Written exercise >>
Copy word for word the lines of the material from the line containing "Q: For every instance of the split" through the last line of the material, both included.

━━━━━━━━━━━━━━━━━━━━

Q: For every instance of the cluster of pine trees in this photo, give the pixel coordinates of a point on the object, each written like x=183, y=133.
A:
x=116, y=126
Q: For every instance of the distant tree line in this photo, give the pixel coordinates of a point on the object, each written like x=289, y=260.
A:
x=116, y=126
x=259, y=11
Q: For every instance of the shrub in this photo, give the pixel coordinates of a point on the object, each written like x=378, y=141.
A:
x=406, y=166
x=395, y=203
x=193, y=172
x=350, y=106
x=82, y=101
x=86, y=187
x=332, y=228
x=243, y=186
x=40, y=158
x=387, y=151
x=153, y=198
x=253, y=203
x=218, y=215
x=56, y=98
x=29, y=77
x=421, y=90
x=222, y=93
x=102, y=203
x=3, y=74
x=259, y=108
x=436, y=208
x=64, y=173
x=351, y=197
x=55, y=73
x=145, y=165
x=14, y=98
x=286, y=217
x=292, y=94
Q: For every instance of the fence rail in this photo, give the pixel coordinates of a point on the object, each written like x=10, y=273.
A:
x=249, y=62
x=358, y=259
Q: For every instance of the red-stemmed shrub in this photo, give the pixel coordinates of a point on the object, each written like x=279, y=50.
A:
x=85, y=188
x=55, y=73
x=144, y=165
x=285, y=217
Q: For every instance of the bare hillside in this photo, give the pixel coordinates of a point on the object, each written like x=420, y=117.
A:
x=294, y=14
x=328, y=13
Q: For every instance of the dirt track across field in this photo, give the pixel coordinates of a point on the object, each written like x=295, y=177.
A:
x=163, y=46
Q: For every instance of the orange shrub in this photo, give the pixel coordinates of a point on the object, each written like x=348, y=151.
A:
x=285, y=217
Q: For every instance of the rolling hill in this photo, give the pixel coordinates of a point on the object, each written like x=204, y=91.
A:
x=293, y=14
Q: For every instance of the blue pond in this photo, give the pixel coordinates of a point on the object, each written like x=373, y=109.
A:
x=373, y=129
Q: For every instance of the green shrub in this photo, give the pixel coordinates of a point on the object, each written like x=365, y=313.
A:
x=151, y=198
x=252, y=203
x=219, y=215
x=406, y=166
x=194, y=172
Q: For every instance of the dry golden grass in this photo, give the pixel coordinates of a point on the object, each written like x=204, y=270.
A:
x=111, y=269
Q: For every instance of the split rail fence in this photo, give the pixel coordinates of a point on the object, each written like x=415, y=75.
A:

━━━━━━━━━━━━━━━━━━━━

Task result >>
Q: For every instance of the split rail fence in this photo, give the pixel coordinates of a point on the object, each written like x=415, y=75.
A:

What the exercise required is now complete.